Исходный текст:
══════════
Если бы Пушкин… — страница 84 из 148

Не жизнь, а мытарство одно.

Но ты не смейся:

С историей он заодно,

Отец семейства.

Антиномия-то – антиномия, но при этом чувствуется, что все душевные симпатии поэта – на стороне «отца семейства». Бесспорные заслуги «холостяка» он признает рассудком. Что же касается «отца семейства», то с ним он – всей душой и всем сердцем.

Это можно понять. Поэма, как я уже сказал, была задумана и написана на пороге 70-х, когда разочарование в революционном эксперименте, в попытках насильственного переустройства мира уже владело многими. Первым эту «смену вех» заметил (во всяком случае, публично выразил) Борис Пастернак:

Воспоминание о полувеке

Пронесшейся грозой уходит вспять,

Столетье вышло из его опеки,

Пора дорогу будущему дать.

Столетье и в самом деле, если и не совсем еще «вышло из опеки» революционной идеологии, постепенно все-таки начало от нее освобождаться. Выражением этих общественных настроений и была «Баллада» Винокурова.

Василий Гроссман свою «Балладу о холостяке и об отце семейства» написал в 1935 году, когда такой взгляд на эту вечную коллизию был, мягко говоря, далеко не ординарен. (Не говоря уже о том, что автору за такие настроения могло крепко достаться на орехи. Доставалось и за гораздо меньшие провинности.)

Рассказ, о котором я говорю, назывался – «Четыре дня». Изображенная в нем ситуация словно бы продолжает ситуацию рассказа «В городе Бердичеве»:

...

Ночью польская кавалерия ворвалась в город. Очевидно, галицийские части открыли фронт. Красных в городе было мало, один лишь батальон чон.

Чоновцы отступили, и город достался полякам тихо, без пулеметного визга и хлопанья похожих на пасхальные яички гранат.
══════════
[Записи из набора данных]
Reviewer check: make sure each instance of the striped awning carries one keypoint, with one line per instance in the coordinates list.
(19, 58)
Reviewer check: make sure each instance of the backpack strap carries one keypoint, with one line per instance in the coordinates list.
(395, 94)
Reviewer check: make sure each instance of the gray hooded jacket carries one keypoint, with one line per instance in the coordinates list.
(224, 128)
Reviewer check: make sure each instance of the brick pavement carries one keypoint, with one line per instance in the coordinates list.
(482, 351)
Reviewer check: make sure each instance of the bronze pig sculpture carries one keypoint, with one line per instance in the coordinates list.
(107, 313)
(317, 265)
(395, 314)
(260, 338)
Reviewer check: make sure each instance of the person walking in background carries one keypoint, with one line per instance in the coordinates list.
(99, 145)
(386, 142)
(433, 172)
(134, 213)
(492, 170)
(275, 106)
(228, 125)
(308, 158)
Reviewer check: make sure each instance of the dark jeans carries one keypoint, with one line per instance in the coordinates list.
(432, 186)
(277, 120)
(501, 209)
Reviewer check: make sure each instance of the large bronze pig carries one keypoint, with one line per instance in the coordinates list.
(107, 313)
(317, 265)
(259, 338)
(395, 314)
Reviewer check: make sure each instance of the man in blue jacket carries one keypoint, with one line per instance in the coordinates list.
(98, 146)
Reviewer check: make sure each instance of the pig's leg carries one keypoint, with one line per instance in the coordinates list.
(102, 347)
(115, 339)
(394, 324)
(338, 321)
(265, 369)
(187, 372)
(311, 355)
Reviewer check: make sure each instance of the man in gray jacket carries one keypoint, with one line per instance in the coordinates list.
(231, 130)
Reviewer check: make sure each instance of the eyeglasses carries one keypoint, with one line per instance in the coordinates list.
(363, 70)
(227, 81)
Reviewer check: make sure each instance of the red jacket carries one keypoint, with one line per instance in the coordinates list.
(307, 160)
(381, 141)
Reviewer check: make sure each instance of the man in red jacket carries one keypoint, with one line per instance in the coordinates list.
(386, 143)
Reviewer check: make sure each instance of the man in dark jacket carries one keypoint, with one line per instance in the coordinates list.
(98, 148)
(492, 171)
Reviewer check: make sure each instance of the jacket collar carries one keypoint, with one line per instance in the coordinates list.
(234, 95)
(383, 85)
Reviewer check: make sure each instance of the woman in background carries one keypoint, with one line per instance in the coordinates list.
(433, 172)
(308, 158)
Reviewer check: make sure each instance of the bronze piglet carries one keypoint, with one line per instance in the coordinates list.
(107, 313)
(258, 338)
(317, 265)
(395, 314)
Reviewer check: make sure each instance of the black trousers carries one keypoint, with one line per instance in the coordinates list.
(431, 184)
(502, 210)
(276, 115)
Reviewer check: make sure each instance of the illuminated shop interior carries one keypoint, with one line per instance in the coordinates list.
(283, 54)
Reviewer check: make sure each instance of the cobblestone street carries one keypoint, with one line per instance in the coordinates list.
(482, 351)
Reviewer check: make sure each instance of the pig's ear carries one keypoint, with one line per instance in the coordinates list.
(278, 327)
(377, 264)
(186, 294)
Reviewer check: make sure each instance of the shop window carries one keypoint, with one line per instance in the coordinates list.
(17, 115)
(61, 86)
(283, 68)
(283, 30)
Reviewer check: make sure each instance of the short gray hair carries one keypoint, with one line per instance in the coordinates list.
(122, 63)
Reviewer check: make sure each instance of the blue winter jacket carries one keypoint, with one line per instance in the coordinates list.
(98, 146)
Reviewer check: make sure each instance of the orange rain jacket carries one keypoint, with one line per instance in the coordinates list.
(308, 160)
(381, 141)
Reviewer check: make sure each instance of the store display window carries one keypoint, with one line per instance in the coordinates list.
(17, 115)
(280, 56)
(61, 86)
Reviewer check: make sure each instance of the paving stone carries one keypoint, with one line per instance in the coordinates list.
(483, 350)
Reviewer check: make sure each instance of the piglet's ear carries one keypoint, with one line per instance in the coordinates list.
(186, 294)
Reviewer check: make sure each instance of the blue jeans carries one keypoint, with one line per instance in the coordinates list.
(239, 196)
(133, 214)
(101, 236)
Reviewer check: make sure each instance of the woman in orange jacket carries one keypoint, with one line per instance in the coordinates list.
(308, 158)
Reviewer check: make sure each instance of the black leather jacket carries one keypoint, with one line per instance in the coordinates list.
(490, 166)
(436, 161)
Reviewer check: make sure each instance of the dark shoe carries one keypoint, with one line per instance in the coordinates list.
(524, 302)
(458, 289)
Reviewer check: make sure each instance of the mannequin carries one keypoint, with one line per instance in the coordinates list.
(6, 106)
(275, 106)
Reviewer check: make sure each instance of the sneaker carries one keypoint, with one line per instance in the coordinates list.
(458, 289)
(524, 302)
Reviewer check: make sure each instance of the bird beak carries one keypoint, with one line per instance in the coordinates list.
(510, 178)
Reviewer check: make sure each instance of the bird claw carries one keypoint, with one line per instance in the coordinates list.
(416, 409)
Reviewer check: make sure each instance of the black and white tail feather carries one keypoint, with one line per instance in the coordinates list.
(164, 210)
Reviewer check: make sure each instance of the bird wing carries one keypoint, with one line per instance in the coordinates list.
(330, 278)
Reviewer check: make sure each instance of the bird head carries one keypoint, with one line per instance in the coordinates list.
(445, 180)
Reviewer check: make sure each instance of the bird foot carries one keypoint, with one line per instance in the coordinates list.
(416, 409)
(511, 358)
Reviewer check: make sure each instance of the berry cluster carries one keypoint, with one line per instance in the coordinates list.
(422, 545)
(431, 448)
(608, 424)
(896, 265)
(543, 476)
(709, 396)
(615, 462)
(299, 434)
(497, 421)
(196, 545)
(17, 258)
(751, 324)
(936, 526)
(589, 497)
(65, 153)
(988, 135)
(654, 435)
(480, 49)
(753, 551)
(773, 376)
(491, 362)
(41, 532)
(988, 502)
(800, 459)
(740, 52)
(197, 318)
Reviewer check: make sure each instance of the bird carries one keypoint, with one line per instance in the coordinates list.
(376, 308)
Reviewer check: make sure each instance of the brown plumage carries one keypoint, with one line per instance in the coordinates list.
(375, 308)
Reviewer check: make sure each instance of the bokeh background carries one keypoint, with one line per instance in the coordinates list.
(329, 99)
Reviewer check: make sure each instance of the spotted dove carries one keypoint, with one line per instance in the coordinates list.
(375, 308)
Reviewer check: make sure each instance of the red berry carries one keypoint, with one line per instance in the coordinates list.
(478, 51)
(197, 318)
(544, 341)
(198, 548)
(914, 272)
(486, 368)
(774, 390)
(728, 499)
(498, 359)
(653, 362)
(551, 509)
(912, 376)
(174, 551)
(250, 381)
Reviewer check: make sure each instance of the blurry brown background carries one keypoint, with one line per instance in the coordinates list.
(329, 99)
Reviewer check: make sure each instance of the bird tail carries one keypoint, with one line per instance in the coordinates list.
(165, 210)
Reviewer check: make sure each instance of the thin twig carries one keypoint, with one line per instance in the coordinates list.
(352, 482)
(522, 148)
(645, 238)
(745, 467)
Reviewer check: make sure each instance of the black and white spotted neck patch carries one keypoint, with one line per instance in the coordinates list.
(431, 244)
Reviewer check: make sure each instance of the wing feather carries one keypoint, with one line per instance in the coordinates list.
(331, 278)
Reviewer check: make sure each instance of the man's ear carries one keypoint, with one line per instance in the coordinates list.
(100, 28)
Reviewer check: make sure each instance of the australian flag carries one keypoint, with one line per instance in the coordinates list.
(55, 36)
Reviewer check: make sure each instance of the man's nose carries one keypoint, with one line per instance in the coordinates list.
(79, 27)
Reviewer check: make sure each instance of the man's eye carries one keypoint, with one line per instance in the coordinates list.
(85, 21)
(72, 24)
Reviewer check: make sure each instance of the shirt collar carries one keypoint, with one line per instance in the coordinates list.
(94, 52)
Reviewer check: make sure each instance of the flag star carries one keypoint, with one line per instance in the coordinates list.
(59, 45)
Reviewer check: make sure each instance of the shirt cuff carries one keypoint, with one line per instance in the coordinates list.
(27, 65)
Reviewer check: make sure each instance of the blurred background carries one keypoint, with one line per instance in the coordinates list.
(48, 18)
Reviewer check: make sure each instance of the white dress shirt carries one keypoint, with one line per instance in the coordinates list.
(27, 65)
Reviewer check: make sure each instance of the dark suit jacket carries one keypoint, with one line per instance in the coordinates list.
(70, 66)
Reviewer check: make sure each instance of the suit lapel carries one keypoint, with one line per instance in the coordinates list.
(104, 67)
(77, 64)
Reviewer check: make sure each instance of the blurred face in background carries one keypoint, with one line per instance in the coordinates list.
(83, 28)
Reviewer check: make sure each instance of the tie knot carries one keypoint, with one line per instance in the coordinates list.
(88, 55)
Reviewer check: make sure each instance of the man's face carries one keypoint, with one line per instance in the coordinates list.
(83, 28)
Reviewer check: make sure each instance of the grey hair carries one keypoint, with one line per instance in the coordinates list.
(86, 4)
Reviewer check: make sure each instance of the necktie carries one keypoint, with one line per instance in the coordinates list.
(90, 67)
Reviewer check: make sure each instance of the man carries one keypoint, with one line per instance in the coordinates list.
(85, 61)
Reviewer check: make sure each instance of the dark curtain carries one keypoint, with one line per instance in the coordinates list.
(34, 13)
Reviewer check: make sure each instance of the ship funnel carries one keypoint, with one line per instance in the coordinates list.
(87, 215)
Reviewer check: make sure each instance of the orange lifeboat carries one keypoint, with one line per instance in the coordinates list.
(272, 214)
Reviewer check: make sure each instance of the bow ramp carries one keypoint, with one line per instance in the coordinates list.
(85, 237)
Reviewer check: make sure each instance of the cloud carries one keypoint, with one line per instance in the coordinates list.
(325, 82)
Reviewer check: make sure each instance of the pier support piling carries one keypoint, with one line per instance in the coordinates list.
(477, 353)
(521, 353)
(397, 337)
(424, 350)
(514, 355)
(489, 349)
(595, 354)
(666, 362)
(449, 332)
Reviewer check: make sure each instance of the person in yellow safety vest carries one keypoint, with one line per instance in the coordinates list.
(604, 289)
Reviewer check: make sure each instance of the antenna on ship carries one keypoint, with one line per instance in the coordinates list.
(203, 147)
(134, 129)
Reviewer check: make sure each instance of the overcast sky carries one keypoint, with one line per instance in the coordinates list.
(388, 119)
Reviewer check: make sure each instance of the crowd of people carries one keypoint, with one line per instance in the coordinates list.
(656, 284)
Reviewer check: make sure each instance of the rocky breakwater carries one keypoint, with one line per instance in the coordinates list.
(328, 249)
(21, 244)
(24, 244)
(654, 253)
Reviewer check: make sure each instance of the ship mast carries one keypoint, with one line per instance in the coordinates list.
══════════
Что сделать:
a – Подсчитайте, в скольких строках перечня встречается слово «blue» с учётом регистра, и укажите только это число.
b – Продолжите текст о Винокурове и Гроссмане, начиная сразу после его последнего предложения.
Текст и перечень никак не связаны друг с другом.

Решённые задачи:
a – 3

b –
Они проснулись среди врагов, два бледнолицых от потери крови военкома, приехавшие с фронта лечить раны, и еще третий, старый человек, с которым они познакомились только вчера. Он совершенно случайно задержался в городе из-за порчи автомобиля. И доктор, у которого жили военкомы, ожидая, пока исправят электрическую станцию и можно будет включить сияющую голубым огнем грушу рентгеновской трубки, ввел его в столовую и сказал:

– Вот, пожалуйста, мой товарищ по гимназии, а ныне верховный комиссар над…

– Брось, брось, – сказал рыжий и, оглядев диван, покрытый темным бархатом, полку, уставленную китайскими пепельницами из розового мрамора, каменными мартышками, фарфоровыми львами и слонами, он подмигнул в сторону узорчатого, как Кельнский собор, буфета и сказал: – Да-с, ты, видно не терял времени, красиво живешь… – Он протянул военкомам свою мясистую большую руку и пробурчал: – Верхотурский. – И оба военкома одновременно кашлянули, одновременно скрипнули стульями, переглянулись и значительно подмигнули друг другу.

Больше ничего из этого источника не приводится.